* Excerto para ler *
○ ○ ○ ○

Acórdão nº 436/16.5T8LRA.C1.S2 de Supremo Tribunal de Justiça (Portugal), 23 de Maio de 2019

Magistrado ResponsávelRAIMUNDO QUEIRÓS
Data da Resolução23 de Maio de 2019
EmissorSupremo Tribunal de Justiça (Portugal)

Acordam no Supremo Tribunal de Justiça I- Relatório: O “AA, S.A.”, com sede no …, intentou, em 5/02/2016, acção com processo comum, de impugnação pauliana, contra BB e “CC, LDA.”, com sede em ..., …, …, terminando o seu articulado inicial nos termos que ora se transcrevem: “[…] deve a presente acção ser julgada procedente por provada e, em consequência julgar procedente a impugnação da compra e venda da fracção autónoma designada pela letra “…”, do prédio urbano inscrito actualmente na matriz sob o artigo … da união das freguesias de ..., ..., … e … e descrito na 1ª Conservatória do Registo Predial de ... sob o 991/... pelo 1º Réu à 2ª Ré, declarando-se que o Banco Autor tem direito à restituição da referida fracção no que se mostrar necessário à integral satisfação do seu crédito, podendo executar o aludido bem no património da 2ª Ré, declarando ainda que o A. tem direito a praticar os actos de conservação da garantia patrimonial autorizadas por lei”.

Prosseguindo os autos os seus ulteriores termos, realizada que foi a audiência final, veio a ser proferida sentença, em 16/06/2017, na qual se consignou o seguinte: “[…] o Tribunal decide: Julgar procedente, por provada, nos termos sobreditos, a presente ação e, em consequência: “1. Declara-se a ineficácia, perante o Autor, da compra e venda titulada pela escritura pública outorgada em 18 de abril de 2013, no Cartório Notarial da …, da Notária DD, lavrada de fls. 105 a 106 do livro de notas nº 104-A, mediante a qual o 1º Réu, BB, declarou vender à 2ª Ré, CC, Lda., a fração autónoma designada pela letra “G”, primeiro andar direito, piso um, para habitação, uma garagem no piso menos três, designada pela letra …, do prédio urbano sito na ..., Lote .., Rua …, freguesia e concelho de ..., inscrito atualmente na matriz sob o artigo … da união das freguesias de ..., ..., … e … e descrito na 1ª Conservatória do Registo Predial de ... sob o …/...; 2. Declara-se que o Autor tem o direito de praticar sobre tal imóvel objeto desse negócio atos de conservação da garantia patrimonial e de o executar no património da 2ª Ré em cujo património esse bem ingressou; 3. Condenam-se os RR nas custas da ação, atento o seu decaimento. […]”.

○ ○ ○ ○

* Informação registada *
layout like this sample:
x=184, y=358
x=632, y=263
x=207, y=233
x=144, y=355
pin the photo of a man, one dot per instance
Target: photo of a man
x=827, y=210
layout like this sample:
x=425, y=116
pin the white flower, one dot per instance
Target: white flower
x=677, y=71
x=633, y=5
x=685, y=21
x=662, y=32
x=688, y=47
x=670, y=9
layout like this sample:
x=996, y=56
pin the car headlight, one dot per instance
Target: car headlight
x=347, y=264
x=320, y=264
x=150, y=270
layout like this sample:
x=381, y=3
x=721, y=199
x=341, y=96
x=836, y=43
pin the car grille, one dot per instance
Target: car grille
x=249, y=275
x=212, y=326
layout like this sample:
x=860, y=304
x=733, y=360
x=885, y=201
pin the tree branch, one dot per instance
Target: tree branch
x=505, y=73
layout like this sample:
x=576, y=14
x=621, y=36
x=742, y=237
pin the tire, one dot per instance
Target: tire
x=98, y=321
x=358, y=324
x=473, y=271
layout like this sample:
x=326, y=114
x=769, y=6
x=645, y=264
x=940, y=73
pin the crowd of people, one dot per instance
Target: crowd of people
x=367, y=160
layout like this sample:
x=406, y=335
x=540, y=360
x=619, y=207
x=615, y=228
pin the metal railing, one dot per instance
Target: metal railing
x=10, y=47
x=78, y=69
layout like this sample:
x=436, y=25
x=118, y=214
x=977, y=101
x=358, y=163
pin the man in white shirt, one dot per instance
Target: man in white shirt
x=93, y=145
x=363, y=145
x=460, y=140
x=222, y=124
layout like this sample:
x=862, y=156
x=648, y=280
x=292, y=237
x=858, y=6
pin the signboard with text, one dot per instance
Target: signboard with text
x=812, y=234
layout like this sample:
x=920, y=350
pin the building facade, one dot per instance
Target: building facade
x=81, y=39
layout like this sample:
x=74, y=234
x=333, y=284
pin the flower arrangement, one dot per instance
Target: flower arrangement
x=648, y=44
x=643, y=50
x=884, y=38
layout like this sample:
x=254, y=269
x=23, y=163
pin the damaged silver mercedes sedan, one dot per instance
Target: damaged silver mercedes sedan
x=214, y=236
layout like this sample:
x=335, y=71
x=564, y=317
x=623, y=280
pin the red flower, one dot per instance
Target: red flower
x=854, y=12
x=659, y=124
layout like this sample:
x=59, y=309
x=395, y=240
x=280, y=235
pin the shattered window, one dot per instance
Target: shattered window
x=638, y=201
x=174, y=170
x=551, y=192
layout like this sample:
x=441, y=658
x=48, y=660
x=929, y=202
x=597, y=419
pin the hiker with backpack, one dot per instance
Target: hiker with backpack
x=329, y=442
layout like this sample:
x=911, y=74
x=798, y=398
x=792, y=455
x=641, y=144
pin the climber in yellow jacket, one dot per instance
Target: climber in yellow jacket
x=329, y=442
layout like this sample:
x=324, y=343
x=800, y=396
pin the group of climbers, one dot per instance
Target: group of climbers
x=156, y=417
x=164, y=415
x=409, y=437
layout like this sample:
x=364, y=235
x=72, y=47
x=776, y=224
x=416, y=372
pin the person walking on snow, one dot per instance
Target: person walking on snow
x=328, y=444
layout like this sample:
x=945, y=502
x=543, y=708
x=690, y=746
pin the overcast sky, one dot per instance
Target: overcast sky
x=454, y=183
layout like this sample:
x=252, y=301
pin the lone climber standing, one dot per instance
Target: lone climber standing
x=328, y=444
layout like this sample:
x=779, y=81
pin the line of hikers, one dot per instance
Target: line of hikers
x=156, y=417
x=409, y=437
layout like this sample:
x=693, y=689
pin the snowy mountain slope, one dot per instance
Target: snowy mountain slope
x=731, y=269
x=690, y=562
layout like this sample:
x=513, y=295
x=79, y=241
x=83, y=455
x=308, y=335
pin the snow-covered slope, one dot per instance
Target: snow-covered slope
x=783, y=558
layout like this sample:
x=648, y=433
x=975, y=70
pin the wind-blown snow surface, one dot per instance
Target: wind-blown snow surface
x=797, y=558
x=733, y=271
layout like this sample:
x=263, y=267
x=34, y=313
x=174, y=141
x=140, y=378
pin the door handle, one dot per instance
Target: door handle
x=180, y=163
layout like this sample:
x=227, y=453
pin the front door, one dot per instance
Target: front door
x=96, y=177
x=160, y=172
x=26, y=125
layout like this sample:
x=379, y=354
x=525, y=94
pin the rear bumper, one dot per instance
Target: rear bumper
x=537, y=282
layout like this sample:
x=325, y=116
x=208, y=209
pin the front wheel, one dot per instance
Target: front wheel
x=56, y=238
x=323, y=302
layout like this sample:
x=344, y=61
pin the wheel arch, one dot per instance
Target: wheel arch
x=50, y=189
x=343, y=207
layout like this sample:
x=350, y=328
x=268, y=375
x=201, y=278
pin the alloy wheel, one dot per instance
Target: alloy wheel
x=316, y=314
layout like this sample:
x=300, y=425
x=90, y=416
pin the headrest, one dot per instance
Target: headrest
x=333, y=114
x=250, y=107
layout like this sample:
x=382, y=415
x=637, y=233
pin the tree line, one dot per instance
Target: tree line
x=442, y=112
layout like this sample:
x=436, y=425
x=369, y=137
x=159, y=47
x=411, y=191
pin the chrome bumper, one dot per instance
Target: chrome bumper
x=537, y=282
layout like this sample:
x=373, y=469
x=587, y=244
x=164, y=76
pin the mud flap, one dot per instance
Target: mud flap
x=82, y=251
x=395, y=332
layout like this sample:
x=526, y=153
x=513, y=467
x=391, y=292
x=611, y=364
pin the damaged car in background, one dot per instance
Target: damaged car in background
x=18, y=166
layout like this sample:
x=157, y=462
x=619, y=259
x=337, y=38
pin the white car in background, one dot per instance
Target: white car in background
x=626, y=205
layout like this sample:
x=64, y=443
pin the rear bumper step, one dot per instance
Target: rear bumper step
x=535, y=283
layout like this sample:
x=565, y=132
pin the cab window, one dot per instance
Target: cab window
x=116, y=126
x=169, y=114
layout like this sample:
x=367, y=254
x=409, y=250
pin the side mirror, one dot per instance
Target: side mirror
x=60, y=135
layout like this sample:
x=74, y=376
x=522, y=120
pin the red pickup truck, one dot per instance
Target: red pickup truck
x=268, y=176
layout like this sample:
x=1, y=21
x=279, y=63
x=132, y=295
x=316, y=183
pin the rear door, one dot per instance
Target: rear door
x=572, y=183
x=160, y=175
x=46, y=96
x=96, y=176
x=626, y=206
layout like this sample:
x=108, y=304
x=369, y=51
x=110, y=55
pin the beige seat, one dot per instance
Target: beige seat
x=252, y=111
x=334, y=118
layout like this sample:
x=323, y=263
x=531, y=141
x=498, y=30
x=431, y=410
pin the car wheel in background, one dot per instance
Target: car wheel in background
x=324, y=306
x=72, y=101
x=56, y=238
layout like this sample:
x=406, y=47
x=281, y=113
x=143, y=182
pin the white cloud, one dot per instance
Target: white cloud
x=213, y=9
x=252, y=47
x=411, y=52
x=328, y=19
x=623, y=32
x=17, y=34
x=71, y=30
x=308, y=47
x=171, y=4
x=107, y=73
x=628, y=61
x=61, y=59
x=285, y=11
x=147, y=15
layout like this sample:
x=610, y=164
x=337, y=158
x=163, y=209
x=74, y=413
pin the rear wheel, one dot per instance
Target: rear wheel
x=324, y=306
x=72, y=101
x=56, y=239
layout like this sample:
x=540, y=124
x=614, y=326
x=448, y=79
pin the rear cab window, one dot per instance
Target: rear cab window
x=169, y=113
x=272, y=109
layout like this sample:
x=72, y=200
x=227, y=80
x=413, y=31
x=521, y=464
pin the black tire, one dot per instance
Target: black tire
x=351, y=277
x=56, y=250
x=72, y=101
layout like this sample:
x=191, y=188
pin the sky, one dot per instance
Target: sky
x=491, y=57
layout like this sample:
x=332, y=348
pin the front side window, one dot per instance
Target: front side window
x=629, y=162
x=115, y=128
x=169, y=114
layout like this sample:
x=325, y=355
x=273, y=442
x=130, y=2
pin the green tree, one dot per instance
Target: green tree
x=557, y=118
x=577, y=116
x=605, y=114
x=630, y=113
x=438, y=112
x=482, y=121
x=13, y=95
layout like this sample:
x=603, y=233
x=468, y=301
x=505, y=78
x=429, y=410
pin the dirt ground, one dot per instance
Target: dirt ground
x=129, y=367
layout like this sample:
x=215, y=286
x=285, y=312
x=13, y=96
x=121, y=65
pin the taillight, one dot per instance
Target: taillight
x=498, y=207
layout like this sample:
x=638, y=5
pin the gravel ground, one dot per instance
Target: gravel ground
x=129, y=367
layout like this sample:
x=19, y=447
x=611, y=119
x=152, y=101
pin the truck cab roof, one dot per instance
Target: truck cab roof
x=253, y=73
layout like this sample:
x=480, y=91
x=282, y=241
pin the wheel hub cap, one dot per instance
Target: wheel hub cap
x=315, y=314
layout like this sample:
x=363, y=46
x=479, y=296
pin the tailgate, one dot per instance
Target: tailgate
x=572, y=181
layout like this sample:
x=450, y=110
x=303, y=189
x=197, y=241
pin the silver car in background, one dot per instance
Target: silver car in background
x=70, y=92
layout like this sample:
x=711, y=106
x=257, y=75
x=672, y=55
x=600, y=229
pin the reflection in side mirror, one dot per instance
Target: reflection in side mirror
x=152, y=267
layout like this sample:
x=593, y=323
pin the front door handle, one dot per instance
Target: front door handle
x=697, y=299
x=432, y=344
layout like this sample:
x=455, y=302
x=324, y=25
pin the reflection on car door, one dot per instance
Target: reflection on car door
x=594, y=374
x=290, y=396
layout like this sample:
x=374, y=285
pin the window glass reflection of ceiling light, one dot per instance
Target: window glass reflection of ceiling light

○ ○ ○ ○

* Problema curto 1 *
De acordo com o excerto, em que data foi proferida a sentença?
* Problema curto 2 *
Reescreva o trecho do excerto que vai de "Acórdão nº 436/16.5T8LRA.C1.S2" até "EmissorSupremo Tribunal de Justiça (Portugal)", trocando "Acórdão" por "Decisão".
As entradas provêm de outra fonte.

* Resposta completa 1 *
A sentença foi proferida em 16/06/2017.

* Resposta completa 2 *
Decisão nº 436/16.5T8LRA.C1.S2 de Supremo Tribunal de Justiça (Portugal), 23 de Maio de 2019

Magistrado ResponsávelRAIMUNDO QUEIRÓS
Data da Resolução23 de Maio de 2019
EmissorSupremo Tribunal de Justiça (Portugal)